** Start **
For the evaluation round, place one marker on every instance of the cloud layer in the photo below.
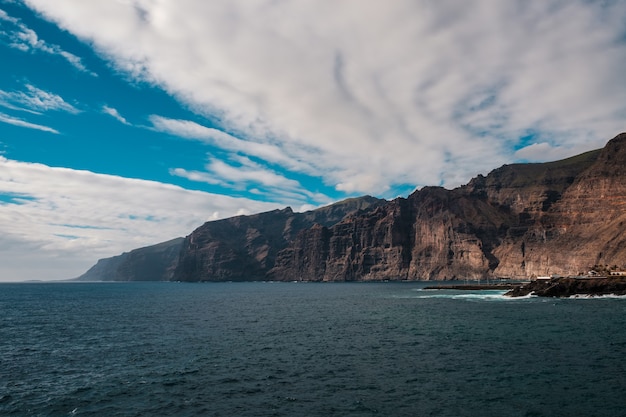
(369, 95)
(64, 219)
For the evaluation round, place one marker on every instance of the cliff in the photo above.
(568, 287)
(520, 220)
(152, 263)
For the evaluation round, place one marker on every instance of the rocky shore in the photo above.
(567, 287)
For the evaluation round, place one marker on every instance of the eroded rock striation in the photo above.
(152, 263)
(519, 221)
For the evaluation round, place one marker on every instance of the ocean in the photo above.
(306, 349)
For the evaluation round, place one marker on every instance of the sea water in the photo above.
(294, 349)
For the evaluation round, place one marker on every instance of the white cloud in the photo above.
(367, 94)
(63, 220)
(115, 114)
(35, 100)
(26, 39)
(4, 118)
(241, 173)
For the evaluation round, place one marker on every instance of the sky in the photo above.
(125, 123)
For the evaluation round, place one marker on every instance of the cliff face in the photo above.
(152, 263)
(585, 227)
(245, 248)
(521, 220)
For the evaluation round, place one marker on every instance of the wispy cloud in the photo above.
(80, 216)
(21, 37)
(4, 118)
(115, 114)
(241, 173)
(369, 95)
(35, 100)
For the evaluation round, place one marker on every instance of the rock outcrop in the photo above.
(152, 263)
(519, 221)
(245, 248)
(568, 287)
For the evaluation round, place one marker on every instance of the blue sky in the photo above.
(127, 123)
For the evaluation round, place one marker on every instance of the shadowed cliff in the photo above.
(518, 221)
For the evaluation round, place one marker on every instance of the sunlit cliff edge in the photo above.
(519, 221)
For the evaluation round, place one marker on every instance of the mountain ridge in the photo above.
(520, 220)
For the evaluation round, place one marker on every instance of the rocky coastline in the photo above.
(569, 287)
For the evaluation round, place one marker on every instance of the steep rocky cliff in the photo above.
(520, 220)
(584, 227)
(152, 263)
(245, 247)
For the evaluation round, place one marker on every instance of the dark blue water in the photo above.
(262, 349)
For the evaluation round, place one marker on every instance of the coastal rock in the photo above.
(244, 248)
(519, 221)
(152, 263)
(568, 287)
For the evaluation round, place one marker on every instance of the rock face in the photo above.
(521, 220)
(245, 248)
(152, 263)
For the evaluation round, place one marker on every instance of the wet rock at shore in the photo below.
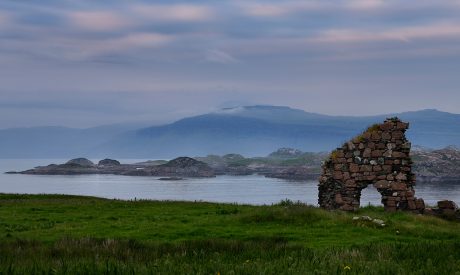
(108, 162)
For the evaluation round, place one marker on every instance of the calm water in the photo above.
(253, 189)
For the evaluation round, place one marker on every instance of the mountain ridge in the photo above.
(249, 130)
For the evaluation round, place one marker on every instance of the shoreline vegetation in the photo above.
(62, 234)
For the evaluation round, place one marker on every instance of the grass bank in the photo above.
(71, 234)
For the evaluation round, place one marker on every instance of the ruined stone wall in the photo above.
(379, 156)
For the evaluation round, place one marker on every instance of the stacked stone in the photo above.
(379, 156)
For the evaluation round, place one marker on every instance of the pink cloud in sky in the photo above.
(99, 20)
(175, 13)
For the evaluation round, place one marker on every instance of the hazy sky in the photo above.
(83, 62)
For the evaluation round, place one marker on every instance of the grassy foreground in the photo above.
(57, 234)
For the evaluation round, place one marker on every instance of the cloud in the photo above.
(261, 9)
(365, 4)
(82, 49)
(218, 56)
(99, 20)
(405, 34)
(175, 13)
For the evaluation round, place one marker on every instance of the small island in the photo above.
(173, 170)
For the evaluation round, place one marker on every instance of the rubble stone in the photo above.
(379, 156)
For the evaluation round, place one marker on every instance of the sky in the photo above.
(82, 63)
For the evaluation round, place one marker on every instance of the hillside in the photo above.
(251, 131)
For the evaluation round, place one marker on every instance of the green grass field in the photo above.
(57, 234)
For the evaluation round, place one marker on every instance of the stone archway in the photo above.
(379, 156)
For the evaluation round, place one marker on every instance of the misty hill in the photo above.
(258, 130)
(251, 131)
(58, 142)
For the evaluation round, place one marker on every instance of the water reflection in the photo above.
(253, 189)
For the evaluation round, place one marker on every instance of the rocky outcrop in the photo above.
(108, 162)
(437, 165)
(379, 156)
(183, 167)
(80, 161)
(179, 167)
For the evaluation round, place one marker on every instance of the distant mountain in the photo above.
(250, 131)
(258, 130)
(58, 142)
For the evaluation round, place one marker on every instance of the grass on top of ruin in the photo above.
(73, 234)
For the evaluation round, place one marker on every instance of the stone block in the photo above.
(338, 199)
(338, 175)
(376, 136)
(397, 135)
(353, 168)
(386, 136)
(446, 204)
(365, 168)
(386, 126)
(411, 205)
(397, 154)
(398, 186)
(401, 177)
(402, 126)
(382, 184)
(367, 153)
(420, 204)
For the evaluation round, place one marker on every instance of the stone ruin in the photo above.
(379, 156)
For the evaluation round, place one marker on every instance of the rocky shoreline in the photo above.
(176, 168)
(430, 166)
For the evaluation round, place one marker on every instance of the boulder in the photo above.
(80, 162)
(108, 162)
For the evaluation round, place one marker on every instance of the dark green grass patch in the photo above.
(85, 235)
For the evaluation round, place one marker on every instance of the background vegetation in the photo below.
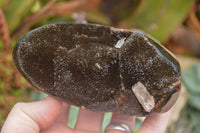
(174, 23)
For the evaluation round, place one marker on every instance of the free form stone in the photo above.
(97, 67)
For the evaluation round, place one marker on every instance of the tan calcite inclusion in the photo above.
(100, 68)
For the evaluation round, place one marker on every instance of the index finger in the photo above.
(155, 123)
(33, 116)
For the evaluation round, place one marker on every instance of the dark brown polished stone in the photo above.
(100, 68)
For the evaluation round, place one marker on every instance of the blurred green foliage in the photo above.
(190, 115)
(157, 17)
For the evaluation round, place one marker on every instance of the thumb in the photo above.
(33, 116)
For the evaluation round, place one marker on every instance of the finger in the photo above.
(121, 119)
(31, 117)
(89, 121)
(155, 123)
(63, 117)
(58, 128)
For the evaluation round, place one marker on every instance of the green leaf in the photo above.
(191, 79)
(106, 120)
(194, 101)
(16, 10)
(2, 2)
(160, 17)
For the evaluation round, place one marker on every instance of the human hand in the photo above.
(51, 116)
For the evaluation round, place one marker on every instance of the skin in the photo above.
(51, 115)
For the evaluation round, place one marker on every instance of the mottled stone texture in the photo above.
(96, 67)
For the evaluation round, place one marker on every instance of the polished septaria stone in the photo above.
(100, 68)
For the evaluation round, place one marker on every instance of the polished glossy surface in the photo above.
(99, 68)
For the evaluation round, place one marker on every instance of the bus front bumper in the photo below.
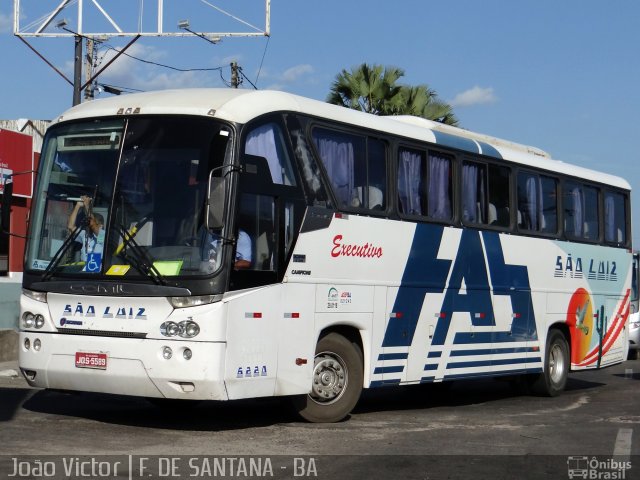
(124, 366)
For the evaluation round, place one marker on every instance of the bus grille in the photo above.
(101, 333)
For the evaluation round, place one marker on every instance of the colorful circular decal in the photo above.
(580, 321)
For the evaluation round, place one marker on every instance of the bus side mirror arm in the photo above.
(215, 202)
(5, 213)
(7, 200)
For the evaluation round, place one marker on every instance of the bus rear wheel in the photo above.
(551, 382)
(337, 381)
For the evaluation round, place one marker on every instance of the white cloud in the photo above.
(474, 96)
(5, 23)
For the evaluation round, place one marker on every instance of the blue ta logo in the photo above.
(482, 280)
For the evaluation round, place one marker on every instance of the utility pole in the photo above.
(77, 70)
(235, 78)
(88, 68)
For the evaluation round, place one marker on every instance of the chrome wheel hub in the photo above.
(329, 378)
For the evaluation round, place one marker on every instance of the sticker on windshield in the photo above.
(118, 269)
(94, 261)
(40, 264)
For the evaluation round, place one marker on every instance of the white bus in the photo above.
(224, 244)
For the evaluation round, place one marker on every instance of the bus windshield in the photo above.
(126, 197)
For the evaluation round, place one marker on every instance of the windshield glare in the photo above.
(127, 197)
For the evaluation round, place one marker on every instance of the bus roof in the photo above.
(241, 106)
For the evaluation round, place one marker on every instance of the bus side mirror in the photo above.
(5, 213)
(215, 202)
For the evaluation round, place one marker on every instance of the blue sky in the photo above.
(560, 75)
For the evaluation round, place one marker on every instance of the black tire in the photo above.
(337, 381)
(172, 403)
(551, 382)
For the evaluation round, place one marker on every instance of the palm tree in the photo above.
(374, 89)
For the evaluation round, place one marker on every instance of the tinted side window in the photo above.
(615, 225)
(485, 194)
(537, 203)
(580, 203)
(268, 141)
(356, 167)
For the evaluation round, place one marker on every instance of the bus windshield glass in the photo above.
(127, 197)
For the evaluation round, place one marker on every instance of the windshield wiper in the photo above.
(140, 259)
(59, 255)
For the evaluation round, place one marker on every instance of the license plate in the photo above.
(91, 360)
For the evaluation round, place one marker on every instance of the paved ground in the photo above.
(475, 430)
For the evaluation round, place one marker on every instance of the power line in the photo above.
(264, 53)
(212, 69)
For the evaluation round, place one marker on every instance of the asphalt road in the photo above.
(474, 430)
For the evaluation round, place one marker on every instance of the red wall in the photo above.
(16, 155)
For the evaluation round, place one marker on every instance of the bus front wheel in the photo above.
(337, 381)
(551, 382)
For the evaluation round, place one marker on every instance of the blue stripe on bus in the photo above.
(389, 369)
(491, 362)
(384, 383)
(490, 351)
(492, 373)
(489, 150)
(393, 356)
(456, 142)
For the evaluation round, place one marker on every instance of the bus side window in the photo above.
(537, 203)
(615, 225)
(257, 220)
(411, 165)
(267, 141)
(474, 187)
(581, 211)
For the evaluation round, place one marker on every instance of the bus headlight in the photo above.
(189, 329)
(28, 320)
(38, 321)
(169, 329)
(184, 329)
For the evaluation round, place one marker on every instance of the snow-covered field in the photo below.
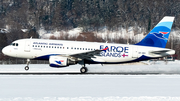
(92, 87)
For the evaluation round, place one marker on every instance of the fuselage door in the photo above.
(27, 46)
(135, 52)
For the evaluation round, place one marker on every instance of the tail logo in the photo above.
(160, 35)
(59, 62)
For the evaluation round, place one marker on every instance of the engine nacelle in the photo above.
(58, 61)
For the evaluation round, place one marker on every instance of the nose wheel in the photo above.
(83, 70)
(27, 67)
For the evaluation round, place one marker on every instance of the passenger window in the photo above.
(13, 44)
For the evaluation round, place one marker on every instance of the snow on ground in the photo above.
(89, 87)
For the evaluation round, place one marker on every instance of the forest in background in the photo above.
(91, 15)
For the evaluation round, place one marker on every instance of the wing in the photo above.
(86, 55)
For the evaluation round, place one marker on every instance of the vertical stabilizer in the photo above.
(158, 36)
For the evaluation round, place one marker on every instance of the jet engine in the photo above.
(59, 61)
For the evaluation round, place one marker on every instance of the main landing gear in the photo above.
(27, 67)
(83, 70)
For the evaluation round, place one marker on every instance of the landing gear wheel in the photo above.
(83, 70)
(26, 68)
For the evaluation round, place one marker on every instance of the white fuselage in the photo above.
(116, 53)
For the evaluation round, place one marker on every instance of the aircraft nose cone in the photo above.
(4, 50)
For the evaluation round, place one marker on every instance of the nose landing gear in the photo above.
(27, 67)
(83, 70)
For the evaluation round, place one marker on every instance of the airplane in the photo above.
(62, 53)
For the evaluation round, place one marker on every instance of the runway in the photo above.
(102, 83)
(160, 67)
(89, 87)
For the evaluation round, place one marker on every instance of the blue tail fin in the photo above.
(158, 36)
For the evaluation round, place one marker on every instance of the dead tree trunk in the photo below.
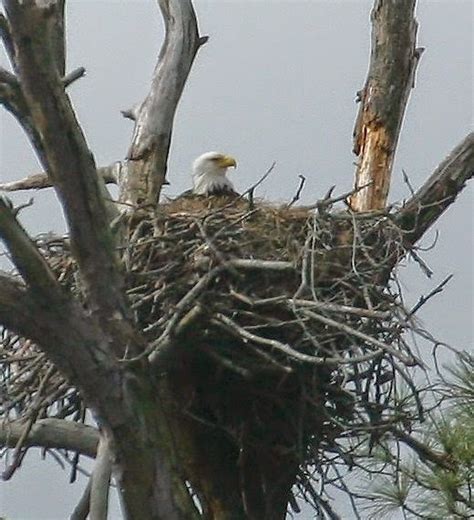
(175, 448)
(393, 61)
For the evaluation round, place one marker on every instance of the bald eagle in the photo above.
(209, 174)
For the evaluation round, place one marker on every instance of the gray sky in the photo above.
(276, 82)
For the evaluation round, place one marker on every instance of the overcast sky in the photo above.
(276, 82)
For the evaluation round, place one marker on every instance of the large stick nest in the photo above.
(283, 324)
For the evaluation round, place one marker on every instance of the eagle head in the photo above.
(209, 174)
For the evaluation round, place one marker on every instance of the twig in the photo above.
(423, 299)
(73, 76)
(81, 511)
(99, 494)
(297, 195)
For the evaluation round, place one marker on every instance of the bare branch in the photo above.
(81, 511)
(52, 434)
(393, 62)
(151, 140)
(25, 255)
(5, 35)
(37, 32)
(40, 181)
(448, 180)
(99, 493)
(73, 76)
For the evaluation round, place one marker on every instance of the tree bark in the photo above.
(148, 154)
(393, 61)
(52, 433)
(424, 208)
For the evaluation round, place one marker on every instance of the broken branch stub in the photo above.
** End **
▶ **STATED PROBLEM**: Quote exactly what appears from the line containing "eagle in the photo above." through the final line of the listing above, including both of those lines.

▶ **EXERCISE ANSWER**:
For the evaluation round, place one marker on every instance of the bald eagle in the photo above.
(209, 174)
For the evaluation round, place one marker on every instance of the gray sky in the photo above.
(276, 82)
For the evaluation round, place one marker on every instance of the overcast sky in the photo above.
(276, 82)
For the evaluation round, place one marker on every instance of the large stick nest in the photo above.
(283, 324)
For the evaluation round, place one marker on every instance of the eagle head in the photo above.
(209, 174)
For the evaluation round, place one marker on every instance of the twig in the photo above.
(423, 299)
(73, 76)
(81, 511)
(99, 494)
(297, 195)
For the evaluation round, place one marker on every instance of the bare branch in the photo above.
(81, 511)
(52, 434)
(393, 62)
(151, 140)
(25, 255)
(5, 35)
(37, 32)
(40, 181)
(448, 180)
(99, 493)
(73, 76)
For the evaluation round, place one marker on every instance of the tree bark in the photo above.
(148, 154)
(393, 61)
(52, 433)
(424, 208)
For the evaluation round, place one marker on every instance of the broken branch stub in the photo above.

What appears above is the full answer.